> **Set of tasks**
1. In the article on Nhaveen's bullying, reproduce the passage starting at "What has become" and ending at "soft-spoken and effeminate.", substituting "attackers" for "suspects".
2. Answer these questions from the article on Nhaveen's bullying:
(a) How old was T. Nhaveen?
(b) Where was the candlelight vigil held?
(c) According to the writer, what did the bullying start with?
3. Please carry on the article on Nhaveen's bullying from its final sentence.

> **Source document**
........
People from all walks of life holding a candlelight vigil for T. Nhaveen at the compound of the Penang Hospital in George Town on Wednesday. Pix by Zulaikha Zainuzman

LIKE most Malaysians, I was shocked to read about the bullying that left 18-year-old T. Nhaveen brain dead. The details and extent to which the victim was allegedly bullied, abused and sodomised left me speechless.

What has become of today’s youth?

I sat the whole day trying to fathom what could have possibly been in the minds of the suspects who did this inhuman act; to go to the extent of causing burns to the victim’s back and injuring his anus and private parts.

What could Nhaveen have possibly done to be on the receiving end of those horrific acts?

I understand that it started with teasing and name-calling, simply because Nhaveen was different from the others.

Some of the words used by Nhaveen’s friends and relatives to describe his personality were shy, timid, gentle, soft-spoken and effeminate.
........
[Referring-expression pointing data]
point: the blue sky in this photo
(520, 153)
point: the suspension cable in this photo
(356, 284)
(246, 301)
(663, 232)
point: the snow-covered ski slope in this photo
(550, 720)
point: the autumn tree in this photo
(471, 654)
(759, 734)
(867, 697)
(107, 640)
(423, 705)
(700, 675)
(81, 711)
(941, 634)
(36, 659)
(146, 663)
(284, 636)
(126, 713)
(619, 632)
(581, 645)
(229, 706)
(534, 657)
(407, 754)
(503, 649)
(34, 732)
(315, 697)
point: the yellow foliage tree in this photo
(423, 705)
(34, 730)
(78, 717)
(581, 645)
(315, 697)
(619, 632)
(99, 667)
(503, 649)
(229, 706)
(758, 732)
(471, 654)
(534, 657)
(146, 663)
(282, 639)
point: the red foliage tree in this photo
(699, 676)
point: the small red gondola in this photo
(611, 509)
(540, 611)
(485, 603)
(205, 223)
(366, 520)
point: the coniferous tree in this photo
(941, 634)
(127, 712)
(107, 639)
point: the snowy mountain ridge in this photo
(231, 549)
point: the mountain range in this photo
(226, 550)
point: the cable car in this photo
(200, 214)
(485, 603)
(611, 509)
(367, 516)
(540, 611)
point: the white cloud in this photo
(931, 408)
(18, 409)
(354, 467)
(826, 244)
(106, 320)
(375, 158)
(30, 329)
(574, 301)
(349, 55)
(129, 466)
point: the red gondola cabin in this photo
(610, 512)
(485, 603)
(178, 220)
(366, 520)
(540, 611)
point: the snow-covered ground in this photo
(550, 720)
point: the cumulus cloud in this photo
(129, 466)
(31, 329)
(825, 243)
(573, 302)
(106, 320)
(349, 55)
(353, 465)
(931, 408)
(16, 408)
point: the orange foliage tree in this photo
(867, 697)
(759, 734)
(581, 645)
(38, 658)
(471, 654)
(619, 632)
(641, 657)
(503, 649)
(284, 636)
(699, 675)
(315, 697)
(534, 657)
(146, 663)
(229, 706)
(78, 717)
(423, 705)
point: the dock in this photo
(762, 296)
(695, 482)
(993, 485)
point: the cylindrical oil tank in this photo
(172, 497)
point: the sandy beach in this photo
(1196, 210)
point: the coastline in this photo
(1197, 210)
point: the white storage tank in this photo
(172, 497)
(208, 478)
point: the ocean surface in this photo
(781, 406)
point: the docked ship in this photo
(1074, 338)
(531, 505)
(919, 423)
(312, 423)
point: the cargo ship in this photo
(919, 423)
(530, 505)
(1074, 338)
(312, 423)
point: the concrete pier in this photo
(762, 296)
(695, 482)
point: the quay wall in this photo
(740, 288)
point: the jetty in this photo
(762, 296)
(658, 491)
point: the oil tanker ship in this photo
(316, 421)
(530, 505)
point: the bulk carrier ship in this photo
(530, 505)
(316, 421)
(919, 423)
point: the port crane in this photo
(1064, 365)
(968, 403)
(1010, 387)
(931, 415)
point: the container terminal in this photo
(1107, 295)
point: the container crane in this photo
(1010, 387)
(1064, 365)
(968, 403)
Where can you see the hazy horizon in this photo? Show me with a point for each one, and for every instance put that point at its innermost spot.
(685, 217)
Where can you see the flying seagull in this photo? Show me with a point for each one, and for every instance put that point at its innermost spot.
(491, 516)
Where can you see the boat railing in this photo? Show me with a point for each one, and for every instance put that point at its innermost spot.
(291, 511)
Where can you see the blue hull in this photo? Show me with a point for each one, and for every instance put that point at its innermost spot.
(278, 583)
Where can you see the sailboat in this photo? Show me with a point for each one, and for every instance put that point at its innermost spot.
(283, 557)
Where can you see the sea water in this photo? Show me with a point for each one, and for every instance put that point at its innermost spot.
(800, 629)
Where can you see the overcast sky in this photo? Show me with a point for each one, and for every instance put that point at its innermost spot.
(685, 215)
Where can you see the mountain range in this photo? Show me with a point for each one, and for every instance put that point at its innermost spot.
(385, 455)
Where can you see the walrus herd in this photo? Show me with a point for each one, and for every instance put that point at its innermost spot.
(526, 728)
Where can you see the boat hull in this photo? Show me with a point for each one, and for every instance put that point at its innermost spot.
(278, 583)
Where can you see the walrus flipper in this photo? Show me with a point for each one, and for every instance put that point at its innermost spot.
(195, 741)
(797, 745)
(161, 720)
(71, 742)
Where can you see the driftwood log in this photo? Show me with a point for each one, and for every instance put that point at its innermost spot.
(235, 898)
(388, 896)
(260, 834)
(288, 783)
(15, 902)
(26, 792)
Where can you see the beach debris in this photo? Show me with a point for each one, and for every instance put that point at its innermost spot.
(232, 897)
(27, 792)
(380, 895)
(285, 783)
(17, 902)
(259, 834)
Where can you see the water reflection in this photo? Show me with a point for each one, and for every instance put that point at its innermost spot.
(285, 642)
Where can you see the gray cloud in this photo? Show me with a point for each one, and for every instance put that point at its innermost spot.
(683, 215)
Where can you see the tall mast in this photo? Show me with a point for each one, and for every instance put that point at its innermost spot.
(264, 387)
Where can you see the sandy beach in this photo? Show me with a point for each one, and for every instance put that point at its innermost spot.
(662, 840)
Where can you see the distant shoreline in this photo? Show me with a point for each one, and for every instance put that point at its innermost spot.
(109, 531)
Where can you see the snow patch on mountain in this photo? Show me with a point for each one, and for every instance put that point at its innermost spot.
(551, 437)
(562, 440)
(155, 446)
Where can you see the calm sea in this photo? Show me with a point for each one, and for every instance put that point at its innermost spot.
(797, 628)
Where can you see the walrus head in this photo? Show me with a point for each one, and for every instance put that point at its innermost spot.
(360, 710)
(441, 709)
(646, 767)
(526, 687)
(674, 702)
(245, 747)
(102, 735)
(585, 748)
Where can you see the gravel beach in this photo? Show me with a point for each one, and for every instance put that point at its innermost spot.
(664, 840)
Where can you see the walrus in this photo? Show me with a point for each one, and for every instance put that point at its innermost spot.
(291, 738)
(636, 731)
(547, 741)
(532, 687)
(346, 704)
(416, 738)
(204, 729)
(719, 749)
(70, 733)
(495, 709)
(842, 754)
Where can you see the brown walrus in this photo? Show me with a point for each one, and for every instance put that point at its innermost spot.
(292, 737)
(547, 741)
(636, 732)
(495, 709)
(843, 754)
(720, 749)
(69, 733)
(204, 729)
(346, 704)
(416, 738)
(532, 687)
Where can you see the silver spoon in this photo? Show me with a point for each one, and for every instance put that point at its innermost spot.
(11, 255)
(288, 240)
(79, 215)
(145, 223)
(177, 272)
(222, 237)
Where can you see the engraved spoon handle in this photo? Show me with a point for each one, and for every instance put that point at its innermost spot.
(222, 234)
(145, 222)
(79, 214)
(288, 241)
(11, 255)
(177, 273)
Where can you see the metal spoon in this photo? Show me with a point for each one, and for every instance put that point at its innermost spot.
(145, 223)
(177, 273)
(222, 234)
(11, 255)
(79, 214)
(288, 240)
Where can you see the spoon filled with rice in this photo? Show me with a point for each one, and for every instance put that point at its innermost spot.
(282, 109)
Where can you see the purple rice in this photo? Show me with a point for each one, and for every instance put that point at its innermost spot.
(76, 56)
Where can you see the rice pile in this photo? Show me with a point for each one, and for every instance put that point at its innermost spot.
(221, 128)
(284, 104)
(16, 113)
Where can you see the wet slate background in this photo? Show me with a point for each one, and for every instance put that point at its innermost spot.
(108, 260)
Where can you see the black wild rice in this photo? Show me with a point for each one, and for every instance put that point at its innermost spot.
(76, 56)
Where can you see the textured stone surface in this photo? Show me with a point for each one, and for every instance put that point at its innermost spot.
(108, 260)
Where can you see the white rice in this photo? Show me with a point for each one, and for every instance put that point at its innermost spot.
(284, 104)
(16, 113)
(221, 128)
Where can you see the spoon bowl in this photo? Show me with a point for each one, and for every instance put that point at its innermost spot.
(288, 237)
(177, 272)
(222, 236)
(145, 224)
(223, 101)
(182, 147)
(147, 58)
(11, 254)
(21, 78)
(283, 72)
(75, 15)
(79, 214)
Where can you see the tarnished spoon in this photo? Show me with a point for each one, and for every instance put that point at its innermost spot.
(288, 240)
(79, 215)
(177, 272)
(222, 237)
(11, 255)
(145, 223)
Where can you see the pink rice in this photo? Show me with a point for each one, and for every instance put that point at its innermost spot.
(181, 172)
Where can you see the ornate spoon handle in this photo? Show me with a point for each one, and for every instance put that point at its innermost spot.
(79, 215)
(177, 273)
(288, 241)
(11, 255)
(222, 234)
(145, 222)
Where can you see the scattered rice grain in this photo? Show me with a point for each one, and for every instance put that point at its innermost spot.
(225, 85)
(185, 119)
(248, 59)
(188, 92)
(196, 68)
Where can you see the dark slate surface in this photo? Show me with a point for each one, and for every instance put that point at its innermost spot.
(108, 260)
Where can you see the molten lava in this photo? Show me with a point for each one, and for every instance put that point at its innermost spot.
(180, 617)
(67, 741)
........
> **Responses for each task**
1.
What has become of today’s youth?

I sat the whole day trying to fathom what could have possibly been in the minds of the attackers who did this inhuman act; to go to the extent of causing burns to the victim’s back and injuring his anus and private parts.

What could Nhaveen have possibly done to be on the receiving end of those horrific acts?

I understand that it started with teasing and name-calling, simply because Nhaveen was different from the others.

Some of the words used by Nhaveen’s friends and relatives to describe his personality were shy, timid, gentle, soft-spoken and effeminate.

2.
(a) 18 years old
(b) At the compound of the Penang Hospital in George Town
(c) Teasing and name-calling

3.
What this means is that to many of us, Nhaveen is contradicting the societal norms that defines a “true man”, one that is dominant and masculine.

Then, there are also the hyper-masculine stereotypes such as the classic “real men cannot cry” or “real men don’t wear pink” because all of these are apparently excessively feminine.

Likewise, women also face similar issues. Two of the strangest stereotypes I’ve grown up listening to were that “girls with short hair are most likely tomboys” or “girls who are into sports will grow up to become manly”.

My point here is that gender norms are still so strong in society today and the penalties for not fitting into the standard archetypes of masculine and feminine are severe as experienced by the likes of Nhaveen.

I can vouch for the fact that there are still many out there who are battling physical and mental abuse every day at work, home and in school simply because they are different.

In my opinion, Nhaveen’s tragic fate is a slap in the face for society because the root cause to this is our failure to educate our children or the future generation about the importance of celebrating individuality and not judging someone based on their character or personality.

It is our fault that our children have aligned themselves to gender norms and stereotypes.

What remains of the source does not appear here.